Note: Although Stab tried to contact Vasco Ribeiro to ask for a comment on the matter, the surfer did not want to respond at this time.

It was 9:00 p.m. on April 17, 2022, when Mário Simões, an anti-doping control inspector working on behalf of ISA, rang the bell at the address in Cascais provided by Vasco Ribeiro on the Acknowledgement of Receipt form he had signed earlier to confirm his inclusion in the ISA Registered Testing Pool (RTP) of top-level athletes subject to both In-Competition and Out-of-Competition testing.

Appearing unannounced, Simões introduced himself to the surfer and gave him the reason for his visit, which was in the presence of his mother. According to Simões, “the athlete just says ‘OK,’ turns his back on me and goes home with his mother.” Moments later, the surfer’s mother returned and told the officer that her son had called his coach, who had instructed him not to take the test.

Simões claims that he warned the surfer’s mother about the seriousness of refusing the test and its consequences, although the surfer’s mother denies that the officer ever mentioned what an actual sanction might mean. At 9:11 p.m., Ribeiro returned to the main gate and maintained his refusal because, as Simões stated, “he was on the phone with his coach and the coach instructed him to refuse the test because the athlete had been drinking alcohol the night before.”

> [Data lines]:
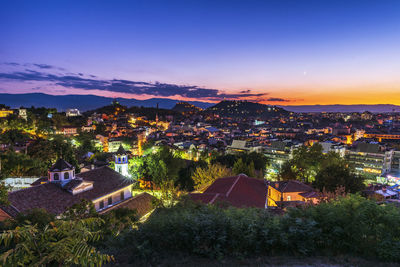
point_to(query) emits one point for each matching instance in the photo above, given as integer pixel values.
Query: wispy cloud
(278, 99)
(43, 73)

> [Task 1]:
Who are the individuals who take part in the events of April 17, 2022, as the anti-doping passage describes them, counting both named and unnamed ones?
> [Task 2]:
Could you extract the anti-doping passage word for word, between "It was 9:00" and "and Out-of-Competition testing.", inclusive?

> [Correct response 1]:
- Vasco Ribeiro
- Mário Simões
- Ribeiro's mother
- Ribeiro's coach

> [Correct response 2]:
It was 9:00 p.m. on April 17, 2022, when Mário Simões, an anti-doping control inspector working on behalf of ISA, rang the bell at the address in Cascais provided by Vasco Ribeiro on the Acknowledgement of Receipt form he had signed earlier to confirm his inclusion in the ISA Registered Testing Pool (RTP) of top-level athletes subject to both In-Competition and Out-of-Competition testing.